(Point-per-instance localization data)
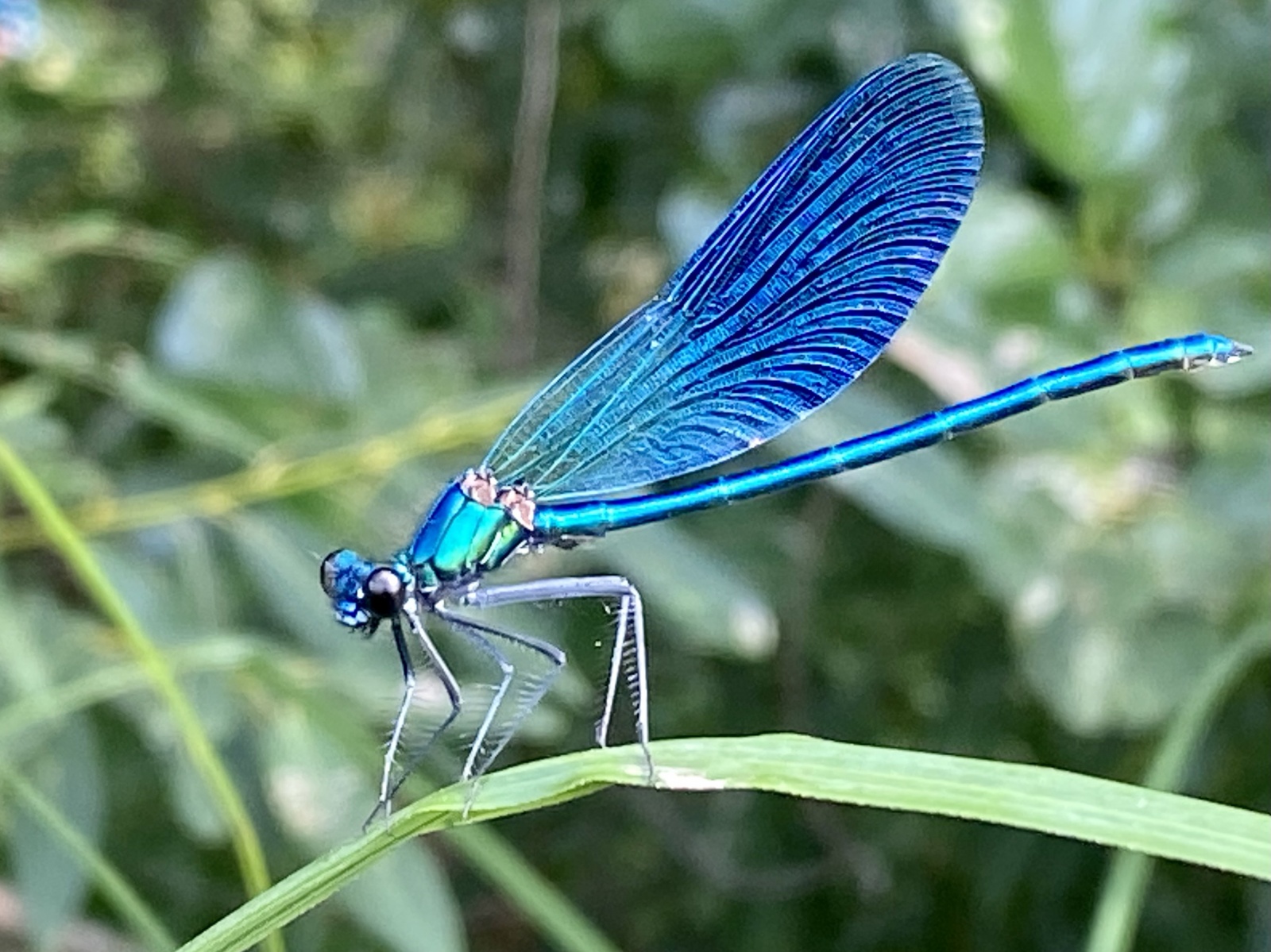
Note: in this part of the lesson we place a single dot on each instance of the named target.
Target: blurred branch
(271, 477)
(533, 137)
(197, 745)
(116, 891)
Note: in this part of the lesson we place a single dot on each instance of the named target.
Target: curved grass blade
(1116, 915)
(1014, 795)
(110, 882)
(203, 753)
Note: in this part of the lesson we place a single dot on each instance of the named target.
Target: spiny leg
(629, 607)
(477, 761)
(388, 787)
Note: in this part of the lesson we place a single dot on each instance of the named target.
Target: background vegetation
(272, 271)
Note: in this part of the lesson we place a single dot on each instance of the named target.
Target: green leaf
(1014, 795)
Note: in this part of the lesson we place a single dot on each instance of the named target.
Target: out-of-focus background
(272, 271)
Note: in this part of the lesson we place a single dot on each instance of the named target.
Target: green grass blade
(222, 655)
(1014, 795)
(203, 753)
(110, 882)
(1122, 899)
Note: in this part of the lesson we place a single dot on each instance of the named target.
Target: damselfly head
(361, 592)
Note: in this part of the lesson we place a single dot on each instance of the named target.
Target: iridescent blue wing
(792, 296)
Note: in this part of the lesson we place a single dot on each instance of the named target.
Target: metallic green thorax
(473, 528)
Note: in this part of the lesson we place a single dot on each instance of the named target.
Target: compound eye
(328, 573)
(384, 592)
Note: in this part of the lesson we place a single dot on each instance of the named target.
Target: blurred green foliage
(260, 298)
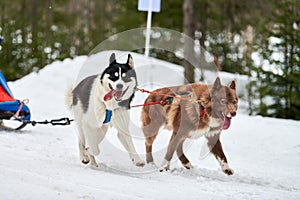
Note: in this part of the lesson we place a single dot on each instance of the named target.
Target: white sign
(143, 5)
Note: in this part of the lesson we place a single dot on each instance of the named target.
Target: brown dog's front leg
(216, 149)
(173, 144)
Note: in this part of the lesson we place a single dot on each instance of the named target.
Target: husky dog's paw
(85, 161)
(228, 171)
(188, 165)
(85, 158)
(138, 162)
(165, 166)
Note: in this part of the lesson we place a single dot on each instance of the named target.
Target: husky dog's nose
(119, 86)
(232, 114)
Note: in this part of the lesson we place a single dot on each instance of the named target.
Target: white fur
(91, 130)
(224, 165)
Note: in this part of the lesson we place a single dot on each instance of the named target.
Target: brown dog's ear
(232, 85)
(112, 58)
(130, 61)
(217, 84)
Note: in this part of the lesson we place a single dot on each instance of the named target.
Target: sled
(13, 112)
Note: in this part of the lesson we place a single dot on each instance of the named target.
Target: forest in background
(39, 32)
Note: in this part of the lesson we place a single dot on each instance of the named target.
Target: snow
(42, 162)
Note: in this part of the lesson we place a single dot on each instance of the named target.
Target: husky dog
(100, 101)
(207, 110)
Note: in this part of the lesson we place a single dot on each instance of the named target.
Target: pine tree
(280, 80)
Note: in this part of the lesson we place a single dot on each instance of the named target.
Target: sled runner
(11, 109)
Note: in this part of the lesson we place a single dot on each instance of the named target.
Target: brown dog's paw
(85, 161)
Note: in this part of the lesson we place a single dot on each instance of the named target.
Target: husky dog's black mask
(119, 80)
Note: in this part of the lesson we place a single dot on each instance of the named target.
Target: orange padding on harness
(4, 96)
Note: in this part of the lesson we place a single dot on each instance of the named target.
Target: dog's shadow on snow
(196, 173)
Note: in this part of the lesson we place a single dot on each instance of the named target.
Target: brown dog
(191, 111)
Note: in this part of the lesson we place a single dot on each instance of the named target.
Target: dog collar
(107, 116)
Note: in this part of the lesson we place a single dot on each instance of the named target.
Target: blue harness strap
(107, 116)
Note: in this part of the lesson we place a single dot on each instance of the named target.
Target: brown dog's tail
(69, 97)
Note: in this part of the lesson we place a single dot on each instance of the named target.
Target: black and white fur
(87, 102)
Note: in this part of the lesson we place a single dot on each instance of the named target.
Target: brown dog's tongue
(226, 124)
(109, 95)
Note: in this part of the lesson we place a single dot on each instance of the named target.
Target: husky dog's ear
(130, 61)
(232, 85)
(217, 84)
(112, 58)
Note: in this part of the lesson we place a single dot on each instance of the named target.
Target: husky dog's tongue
(113, 93)
(226, 123)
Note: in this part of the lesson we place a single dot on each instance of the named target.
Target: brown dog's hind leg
(185, 162)
(216, 149)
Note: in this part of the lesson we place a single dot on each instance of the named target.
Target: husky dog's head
(224, 101)
(119, 80)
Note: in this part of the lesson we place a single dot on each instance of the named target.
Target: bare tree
(189, 31)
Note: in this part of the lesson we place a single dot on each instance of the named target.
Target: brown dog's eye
(223, 101)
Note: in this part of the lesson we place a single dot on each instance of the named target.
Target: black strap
(62, 121)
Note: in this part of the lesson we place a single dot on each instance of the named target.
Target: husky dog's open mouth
(117, 94)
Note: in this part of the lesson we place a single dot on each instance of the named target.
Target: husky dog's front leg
(121, 122)
(216, 149)
(94, 135)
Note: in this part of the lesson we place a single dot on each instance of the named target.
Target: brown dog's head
(224, 101)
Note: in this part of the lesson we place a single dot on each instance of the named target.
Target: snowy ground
(42, 162)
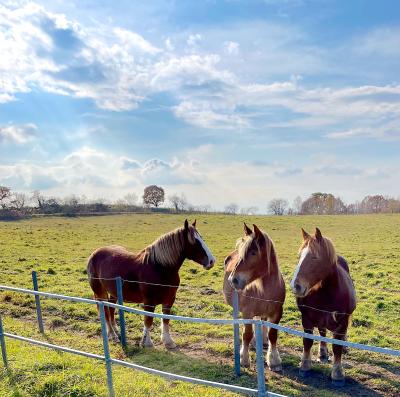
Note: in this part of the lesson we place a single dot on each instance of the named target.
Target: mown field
(57, 248)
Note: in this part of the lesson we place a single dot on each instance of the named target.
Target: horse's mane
(243, 245)
(315, 248)
(166, 250)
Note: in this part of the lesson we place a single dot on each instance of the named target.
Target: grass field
(57, 248)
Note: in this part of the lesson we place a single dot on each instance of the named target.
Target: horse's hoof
(304, 373)
(338, 382)
(170, 346)
(276, 368)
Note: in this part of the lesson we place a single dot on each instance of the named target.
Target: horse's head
(254, 257)
(317, 257)
(195, 247)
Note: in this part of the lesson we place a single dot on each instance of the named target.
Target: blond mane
(167, 249)
(243, 245)
(316, 247)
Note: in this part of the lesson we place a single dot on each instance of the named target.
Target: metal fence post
(106, 350)
(262, 390)
(37, 301)
(3, 345)
(236, 333)
(121, 311)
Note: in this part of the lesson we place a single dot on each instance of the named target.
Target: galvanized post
(262, 390)
(37, 301)
(236, 333)
(121, 312)
(3, 345)
(106, 350)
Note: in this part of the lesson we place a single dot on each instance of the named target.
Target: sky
(224, 101)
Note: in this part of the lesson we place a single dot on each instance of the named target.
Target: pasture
(57, 248)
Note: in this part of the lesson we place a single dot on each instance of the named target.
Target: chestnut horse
(326, 298)
(150, 276)
(253, 270)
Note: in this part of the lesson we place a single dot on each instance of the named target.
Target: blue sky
(226, 101)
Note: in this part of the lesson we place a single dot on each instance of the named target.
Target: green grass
(57, 248)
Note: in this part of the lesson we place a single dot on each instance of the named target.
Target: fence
(235, 322)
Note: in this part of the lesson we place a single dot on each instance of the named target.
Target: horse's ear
(258, 233)
(306, 236)
(318, 234)
(246, 229)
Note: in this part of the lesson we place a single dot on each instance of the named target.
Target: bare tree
(231, 209)
(131, 198)
(153, 195)
(5, 194)
(18, 201)
(278, 206)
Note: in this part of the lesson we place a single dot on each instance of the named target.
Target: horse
(326, 298)
(151, 276)
(252, 269)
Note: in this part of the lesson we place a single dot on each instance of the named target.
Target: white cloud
(194, 39)
(18, 134)
(231, 47)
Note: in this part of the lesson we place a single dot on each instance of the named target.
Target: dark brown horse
(150, 276)
(253, 270)
(325, 297)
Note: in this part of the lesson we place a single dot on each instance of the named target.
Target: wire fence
(235, 322)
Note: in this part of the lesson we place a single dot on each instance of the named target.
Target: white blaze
(303, 255)
(210, 256)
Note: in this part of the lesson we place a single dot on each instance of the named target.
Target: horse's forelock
(315, 247)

Problem statement: Set every entry down again exactly as written, and omit the images.

Response for this exercise:
Note: in this part of the lesson we place a single dot on each instance of the named target.
Target: blurred branch
(271, 477)
(533, 137)
(197, 745)
(116, 891)
Note: in this part of the lesson we place a single dot on each instance of the named target.
Target: curved grass blade
(1116, 915)
(1014, 795)
(110, 882)
(203, 753)
Note: in this part of the lesson we place a single dot on each instance of the named target.
Target: spiny leg
(629, 607)
(477, 761)
(388, 787)
Note: in this part of the lesson we place a single dot on each instance of the named target.
Target: background vegetation
(272, 271)
Note: in this part of the lesson we place a single dot on each instance of the named target.
Target: green leaf
(1014, 795)
Note: in this part of the lesson we place a single dot on each instance of the named target.
Target: out-of-focus background
(272, 271)
Note: in this part of the lesson we place a single dot on each instance of the named target.
Target: green grass blade
(222, 655)
(1014, 795)
(203, 753)
(110, 882)
(1122, 899)
Note: in this part of the lesson we place a single dot on each instance of the named target.
Target: damselfly head
(361, 592)
Note: in this part of the lesson we place a single dot on each instance of the named target.
Target: iridescent blue wing
(792, 296)
Note: in this part of the lesson we place a single dot on each instance of the named target.
Target: metallic green thorax
(473, 528)
Note: in this part of the lesson we place a single dot on each instance of the named target.
Target: compound eye
(328, 573)
(384, 592)
Note: in this part of the lesson we place a single dot on each instance of the named target.
Target: blurred green foliage
(260, 298)
Note: in this part of the lesson we place a single dot on each instance of the named target.
Target: white sign
(143, 5)
Note: in this part of the lesson we place a single dot on each instance of the named target.
Target: brown dog's front leg
(216, 149)
(173, 144)
Note: in this part of the lesson we place a single dot on each instance of the named target.
Target: husky dog's paw
(85, 161)
(228, 171)
(188, 165)
(85, 158)
(138, 162)
(165, 166)
Note: in this part of the lesson we place a single dot on each instance of the named target.
Target: husky dog's nose
(119, 86)
(232, 114)
Note: in this part of the lesson we place a single dot on each instance of the named target.
Target: white fur
(91, 130)
(224, 165)
Note: in this part of the lesson we place a single dot on each instance of the named target.
Target: brown dog's ear
(232, 85)
(112, 58)
(130, 61)
(217, 84)
Note: in this part of the lesson we place a single dot on each instance of the named target.
Target: sled
(13, 112)
Note: in this part of the lesson we place a single dot on each instance of the named target.
Target: forest in background
(39, 32)
Note: in this part of the lesson we place a single dot on each instance of the named target.
Target: snow
(42, 162)
Note: in this part of the lesson we place a single dot on each instance of the named target.
Target: husky dog
(100, 101)
(207, 110)
Note: in this part of the lesson we place a single dot on each instance of the named target.
Target: pine tree
(280, 80)
Note: in this part of the lesson we place a single dot on each instance of the named target.
Target: sled runner
(11, 109)
Note: in this part of the lesson we place a single dot on each instance of the named target.
Target: brown dog's paw
(85, 161)
Note: in this part of the lesson we place a single dot on each instance of the named target.
Target: husky dog's black mask
(119, 80)
Note: in this part of the lesson we place a single dot on each instance of the named target.
Target: orange padding on harness
(4, 96)
Note: in this part of the lesson we place a single dot on each instance of the named target.
Target: dog's shadow on snow
(196, 173)
Note: in this part of the lesson we place a single dot on each instance of the named target.
Target: brown dog
(191, 111)
Note: in this part of the lesson we place a single dot on each instance of the named target.
Target: dog collar
(107, 116)
Note: in this part of the lesson we place a single dot on each instance of the named target.
Target: blue harness strap
(107, 116)
Note: in this part of the lesson we place a single dot on each instance of the named target.
Target: brown dog's tail
(69, 97)
Note: in this part of the lesson we place a single dot on each instance of the named target.
Target: black and white fur
(87, 102)
Note: in this part of the lesson we place a single dot on each instance of the named target.
Target: brown dog's tongue
(226, 124)
(109, 95)
Note: in this part of the lesson we place a single dot on each instance of the named target.
Target: husky dog's ear
(130, 61)
(232, 85)
(217, 84)
(112, 58)
Note: in this part of the lesson we place a single dot on each instance of the named target.
Target: husky dog's tongue
(113, 93)
(226, 123)
Note: in this part of the lesson we place a single dot on each instance of the named target.
Target: brown dog's hind leg
(185, 162)
(216, 149)
Note: in this part of the lesson we place a single dot on each instance of the named target.
Target: husky dog's head
(224, 101)
(119, 80)
Note: in this part of the lesson we place a single dot on each instance of the named target.
Target: bare tree
(189, 31)
Note: in this part of the lesson we place a single dot on each instance of the named target.
Target: brown dog's eye
(223, 101)
Note: in this part of the lesson we place a single dot on each instance of the named target.
Target: black strap
(62, 121)
Note: in this part of the lesson we place a single dot on each instance of the named target.
Target: husky dog's open mouth
(117, 94)
Note: in this part of the lesson we place a single dot on each instance of the named target.
Target: husky dog's front leg
(121, 122)
(216, 149)
(94, 135)
Note: in this part of the lesson we place a single dot on each instance of the named target.
Target: brown dog's head
(224, 101)
Note: in this part of the lesson we place a single dot on each instance of the named target.
Target: snowy ground
(42, 162)
Note: in this part of the lesson we place a single dot on each instance of the named target.
Target: mown field
(57, 248)
Note: in this part of the lesson we place a single dot on each instance of the named target.
Target: horse's mane
(243, 245)
(315, 248)
(166, 250)
Note: in this part of the lesson we place a single dot on each instance of the named target.
Target: grass field
(57, 248)
Note: in this part of the lesson we place a single dot on each instance of the named target.
Target: horse's hoof
(304, 373)
(338, 382)
(170, 346)
(276, 368)
Note: in this part of the lesson we place a single dot on each instance of the named target.
Target: horse's head
(254, 257)
(317, 257)
(195, 247)
Note: in this part of the lesson we place a single dot on each instance of the named target.
Target: blond mane
(167, 249)
(243, 245)
(316, 247)
Note: in this part of the lesson we place a single dot on each instance of the named target.
Target: metal fence post
(106, 350)
(262, 390)
(37, 301)
(3, 345)
(236, 333)
(121, 311)
Note: in this part of the lesson we place a single dot on each instance of the named target.
Target: galvanized post
(262, 390)
(37, 301)
(236, 333)
(121, 312)
(3, 345)
(106, 350)
Note: in this part of the lesson we place a single dot on each instance of the named target.
Target: sky
(224, 101)
Note: in this part of the lesson we place a single dot on each instance of the named target.
Target: pasture
(57, 248)
Note: in this part of the lesson we place a single dot on each instance of the named target.
Target: chestnut horse
(326, 298)
(150, 276)
(253, 270)
Note: in this part of the lesson we place a single dot on each instance of the named target.
Target: blue sky
(226, 101)
Note: in this part of the lesson we place a single dot on each instance of the named target.
Target: green grass
(57, 248)
Note: in this part of the lesson we place a single dot on each instance of the named target.
Target: fence
(235, 322)
Note: in this part of the lesson we place a single dot on each instance of the named target.
Target: horse's ear
(258, 233)
(306, 236)
(318, 234)
(246, 229)
Note: in this part of the lesson we place a single dot on each instance of the named target.
Target: bare tree
(231, 209)
(131, 198)
(153, 195)
(5, 194)
(18, 201)
(278, 206)
Note: in this part of the lesson we place a single dot on each instance of the named target.
Target: horse
(326, 298)
(151, 276)
(252, 269)
Note: in this part of the lesson we place a single dot on each instance of the named target.
Target: white cloud
(194, 39)
(18, 134)
(231, 47)
Note: in this part of the lesson we place a single dot on each instance of the named target.
Target: dark brown horse
(150, 276)
(253, 270)
(325, 297)
Note: in this part of the lesson we place a single dot on each instance of the named target.
Target: wire fence
(235, 322)
Note: in this part of the lesson we place a single dot on each instance of the named target.
Target: white blaze
(303, 255)
(210, 256)
Note: in this part of the lesson we place a single dot on each instance of the named target.
Target: horse's forelock
(315, 247)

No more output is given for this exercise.